TASK OBJECTIVE: Continue the text on do's and don'ts for running with friends, picking up after its last line.

TEXT SHOWN:
::::::::

Runfriend Do’s and Don’ts by someone who’s –by her own definition- is awful to run with, but aspires to be better.
DO these things:
- Be entertaining: Wear a silly hat or tell a funny story. Bring a water bottle full of wine. Hump a lamppost if you have to. Just help people forget that they are tired, sore or chafed and remind them of how much more fun running is than staying home scratching your butt and watching Treehouse Masters like it’s actually a good show (because it’s not).
- Be flexible: It’s a group run and your running group is a democracy. If you want to be pace nazi or can’t wait for your ridiculous friend to hump a lamppost, then just run on your own and leave the fun to everyone else who doesn’t have a didgeridoo sized stick up their ass.
- Run with your phone: Emergencies happen. There may be times when the group needs you to order pizza, ask Siri how to get home without ubering or google the origin of figgy pudding. Be prepared.

::::::::

Data listing:
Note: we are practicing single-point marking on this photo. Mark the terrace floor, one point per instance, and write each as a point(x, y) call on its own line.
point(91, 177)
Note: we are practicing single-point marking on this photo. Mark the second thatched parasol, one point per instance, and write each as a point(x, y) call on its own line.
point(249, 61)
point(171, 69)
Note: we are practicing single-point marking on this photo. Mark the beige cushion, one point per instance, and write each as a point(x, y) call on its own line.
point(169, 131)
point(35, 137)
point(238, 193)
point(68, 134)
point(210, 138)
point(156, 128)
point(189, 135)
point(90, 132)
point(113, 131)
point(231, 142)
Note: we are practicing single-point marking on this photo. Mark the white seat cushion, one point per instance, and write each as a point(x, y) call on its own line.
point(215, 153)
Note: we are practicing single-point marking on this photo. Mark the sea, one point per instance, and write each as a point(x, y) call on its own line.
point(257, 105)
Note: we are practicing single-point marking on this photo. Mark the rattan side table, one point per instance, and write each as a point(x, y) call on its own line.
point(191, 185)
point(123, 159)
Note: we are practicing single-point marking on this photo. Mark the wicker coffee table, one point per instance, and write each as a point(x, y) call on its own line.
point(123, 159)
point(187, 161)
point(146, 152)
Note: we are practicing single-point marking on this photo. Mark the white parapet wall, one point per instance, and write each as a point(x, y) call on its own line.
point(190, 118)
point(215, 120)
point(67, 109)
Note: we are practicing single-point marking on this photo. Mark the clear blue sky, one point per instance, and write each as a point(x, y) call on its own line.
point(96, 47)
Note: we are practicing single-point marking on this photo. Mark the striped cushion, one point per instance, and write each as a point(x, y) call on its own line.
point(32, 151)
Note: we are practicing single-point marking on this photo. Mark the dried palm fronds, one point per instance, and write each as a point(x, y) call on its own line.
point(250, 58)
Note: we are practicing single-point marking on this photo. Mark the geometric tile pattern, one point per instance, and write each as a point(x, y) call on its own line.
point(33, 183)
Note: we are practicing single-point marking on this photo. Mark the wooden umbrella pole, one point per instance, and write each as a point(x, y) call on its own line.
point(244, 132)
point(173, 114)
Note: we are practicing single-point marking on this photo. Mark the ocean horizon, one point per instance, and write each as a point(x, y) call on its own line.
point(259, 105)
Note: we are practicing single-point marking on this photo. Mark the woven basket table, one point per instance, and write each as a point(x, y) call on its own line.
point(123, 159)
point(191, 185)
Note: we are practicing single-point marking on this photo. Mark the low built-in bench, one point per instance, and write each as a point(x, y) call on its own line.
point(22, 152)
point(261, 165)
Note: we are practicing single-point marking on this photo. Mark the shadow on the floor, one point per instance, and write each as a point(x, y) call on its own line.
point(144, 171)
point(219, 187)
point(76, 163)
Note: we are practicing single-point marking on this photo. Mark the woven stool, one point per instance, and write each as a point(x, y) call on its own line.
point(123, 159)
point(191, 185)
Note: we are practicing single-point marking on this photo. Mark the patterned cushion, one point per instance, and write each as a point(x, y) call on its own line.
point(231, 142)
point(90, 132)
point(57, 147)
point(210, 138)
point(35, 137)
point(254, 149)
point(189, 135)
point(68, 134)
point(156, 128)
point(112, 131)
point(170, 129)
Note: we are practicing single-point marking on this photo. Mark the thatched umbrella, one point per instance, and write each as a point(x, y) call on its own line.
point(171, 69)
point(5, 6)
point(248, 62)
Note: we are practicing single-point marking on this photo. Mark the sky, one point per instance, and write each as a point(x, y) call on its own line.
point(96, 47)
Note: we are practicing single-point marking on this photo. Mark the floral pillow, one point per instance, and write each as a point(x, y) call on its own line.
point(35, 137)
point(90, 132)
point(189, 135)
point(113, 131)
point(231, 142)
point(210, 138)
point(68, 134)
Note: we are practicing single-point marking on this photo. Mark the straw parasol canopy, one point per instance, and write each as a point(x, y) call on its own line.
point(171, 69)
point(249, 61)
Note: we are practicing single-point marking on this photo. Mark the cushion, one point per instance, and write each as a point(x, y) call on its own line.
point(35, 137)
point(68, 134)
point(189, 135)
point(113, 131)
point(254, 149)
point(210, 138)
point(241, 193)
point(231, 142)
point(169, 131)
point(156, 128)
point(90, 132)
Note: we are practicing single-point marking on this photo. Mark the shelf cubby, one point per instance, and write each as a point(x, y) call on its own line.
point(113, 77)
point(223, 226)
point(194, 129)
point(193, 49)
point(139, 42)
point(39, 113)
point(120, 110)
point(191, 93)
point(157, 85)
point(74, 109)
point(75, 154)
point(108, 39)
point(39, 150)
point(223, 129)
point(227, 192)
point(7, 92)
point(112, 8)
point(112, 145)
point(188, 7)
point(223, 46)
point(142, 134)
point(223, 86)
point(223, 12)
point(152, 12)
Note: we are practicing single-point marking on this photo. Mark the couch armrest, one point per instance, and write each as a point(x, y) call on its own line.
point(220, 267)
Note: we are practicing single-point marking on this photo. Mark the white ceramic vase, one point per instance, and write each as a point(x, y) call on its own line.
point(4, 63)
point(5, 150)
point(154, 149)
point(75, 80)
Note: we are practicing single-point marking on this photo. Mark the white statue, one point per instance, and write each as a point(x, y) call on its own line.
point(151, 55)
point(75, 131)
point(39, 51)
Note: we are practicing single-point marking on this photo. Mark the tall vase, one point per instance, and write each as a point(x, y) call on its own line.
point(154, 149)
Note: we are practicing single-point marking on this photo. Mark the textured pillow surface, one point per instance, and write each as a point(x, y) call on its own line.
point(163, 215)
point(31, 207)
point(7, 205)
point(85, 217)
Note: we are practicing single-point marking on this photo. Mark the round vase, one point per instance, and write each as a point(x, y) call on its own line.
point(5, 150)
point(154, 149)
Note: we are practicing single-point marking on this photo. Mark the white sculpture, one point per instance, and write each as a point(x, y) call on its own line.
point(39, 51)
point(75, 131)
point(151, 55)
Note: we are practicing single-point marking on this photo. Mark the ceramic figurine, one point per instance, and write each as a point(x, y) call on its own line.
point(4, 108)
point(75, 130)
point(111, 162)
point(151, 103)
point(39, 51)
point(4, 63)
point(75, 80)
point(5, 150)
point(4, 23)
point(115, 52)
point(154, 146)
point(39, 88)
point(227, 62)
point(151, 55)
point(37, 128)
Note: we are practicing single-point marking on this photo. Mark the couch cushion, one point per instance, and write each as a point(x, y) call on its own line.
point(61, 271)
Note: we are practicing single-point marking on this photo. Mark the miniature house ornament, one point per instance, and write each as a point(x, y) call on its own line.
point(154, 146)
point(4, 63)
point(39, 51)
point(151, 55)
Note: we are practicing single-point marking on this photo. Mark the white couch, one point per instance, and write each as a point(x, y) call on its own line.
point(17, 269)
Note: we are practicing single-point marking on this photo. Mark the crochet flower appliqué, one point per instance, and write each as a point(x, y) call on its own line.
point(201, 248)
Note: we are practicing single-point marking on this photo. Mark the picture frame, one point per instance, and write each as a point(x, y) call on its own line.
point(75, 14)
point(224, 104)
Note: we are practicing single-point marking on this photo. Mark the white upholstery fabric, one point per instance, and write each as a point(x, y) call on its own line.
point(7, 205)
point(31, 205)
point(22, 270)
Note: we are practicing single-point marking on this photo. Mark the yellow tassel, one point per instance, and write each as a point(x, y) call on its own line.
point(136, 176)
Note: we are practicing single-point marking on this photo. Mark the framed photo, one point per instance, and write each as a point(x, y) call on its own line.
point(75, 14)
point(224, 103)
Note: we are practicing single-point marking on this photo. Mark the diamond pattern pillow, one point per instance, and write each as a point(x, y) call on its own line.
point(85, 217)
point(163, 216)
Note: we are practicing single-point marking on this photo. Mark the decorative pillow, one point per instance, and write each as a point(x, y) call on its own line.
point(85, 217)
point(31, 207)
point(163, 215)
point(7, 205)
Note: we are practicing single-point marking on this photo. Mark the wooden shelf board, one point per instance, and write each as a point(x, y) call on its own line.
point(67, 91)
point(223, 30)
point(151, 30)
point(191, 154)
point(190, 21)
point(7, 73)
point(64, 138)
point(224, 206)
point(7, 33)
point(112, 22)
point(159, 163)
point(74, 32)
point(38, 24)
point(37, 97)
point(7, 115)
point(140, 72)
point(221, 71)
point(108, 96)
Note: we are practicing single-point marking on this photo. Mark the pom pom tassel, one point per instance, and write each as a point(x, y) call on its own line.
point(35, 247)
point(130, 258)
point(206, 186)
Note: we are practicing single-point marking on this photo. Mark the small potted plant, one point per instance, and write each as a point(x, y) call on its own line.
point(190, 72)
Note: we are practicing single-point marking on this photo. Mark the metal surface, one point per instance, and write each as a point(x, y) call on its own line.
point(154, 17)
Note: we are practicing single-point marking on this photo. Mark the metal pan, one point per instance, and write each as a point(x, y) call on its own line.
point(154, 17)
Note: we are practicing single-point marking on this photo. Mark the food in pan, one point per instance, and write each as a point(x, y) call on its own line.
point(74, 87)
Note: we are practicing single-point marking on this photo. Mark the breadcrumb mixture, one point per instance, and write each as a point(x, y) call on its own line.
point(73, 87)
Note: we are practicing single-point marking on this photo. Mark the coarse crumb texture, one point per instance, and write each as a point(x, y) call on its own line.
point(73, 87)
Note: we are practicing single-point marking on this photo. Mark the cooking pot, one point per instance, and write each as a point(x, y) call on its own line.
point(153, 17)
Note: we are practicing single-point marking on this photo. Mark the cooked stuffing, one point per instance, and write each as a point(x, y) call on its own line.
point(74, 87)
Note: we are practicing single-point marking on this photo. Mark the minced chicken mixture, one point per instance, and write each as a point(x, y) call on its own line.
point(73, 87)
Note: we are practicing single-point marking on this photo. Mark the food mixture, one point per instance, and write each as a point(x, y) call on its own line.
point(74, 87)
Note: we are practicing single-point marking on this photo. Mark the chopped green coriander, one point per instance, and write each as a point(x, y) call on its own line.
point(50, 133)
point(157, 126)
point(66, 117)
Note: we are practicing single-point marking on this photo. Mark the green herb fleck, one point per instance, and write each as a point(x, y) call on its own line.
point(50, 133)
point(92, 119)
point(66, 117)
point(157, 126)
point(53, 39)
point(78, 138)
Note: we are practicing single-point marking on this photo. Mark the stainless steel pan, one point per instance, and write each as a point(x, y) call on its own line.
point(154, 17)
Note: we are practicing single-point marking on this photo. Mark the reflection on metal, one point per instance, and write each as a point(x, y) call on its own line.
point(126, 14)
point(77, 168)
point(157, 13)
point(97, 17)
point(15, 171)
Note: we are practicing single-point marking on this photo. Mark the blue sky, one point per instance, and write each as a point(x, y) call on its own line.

::::::::

OUTPUT OF THE TASK:
- Nail the Selfie: You and your friends are going to want to commemorate your awesome runs with a group selfie upon completion. You won’t want to be the obnoxious one saying, “No, let’s try again… No, let’s take another one… How about from this angle?… Delete! I look like I have 3 chins… Delete! Ok, I def actually have 3 chins in real life… Can we switch sides?… My arm looks fat….” But you also definitely don’t want to have 3 chins and a goofy, disappearing bottom lip grin that makes it look like you belong on the short bus either. So practice on your own. Take 100 post-solo-run selfies and find your best side. Then delete the evidence less you embarrass yourself when showing pictures to someone later.
- Help when called upon: Canadian geese fly in a V shape and if one can’t go on for whatever reason and bows out of the flock, the birds flying directly in front and behind go down with it. I’m not saying you have to run in a V shape formation, but if your friend has to stop and squat behind a bush out of desperation, hold their hand. (Sttaaaaackkkkk, ya so sick!) Kidding! Just help them find a good bush and stop and wait for them. Or if they are hurt, call the wahhhhmbulance or the regular old ambulance or their boyfriend or some shit. Word?
DO NOT do these things:
- Do not be late or ditch your pals: This one is easy. If you make plans, don’t be a flakey flakerson. If I wake up at 4:30am to meet you and you don’t show up, you get exactly one free pass with #smh, but then….I’m going to throat punch you and everyone you love.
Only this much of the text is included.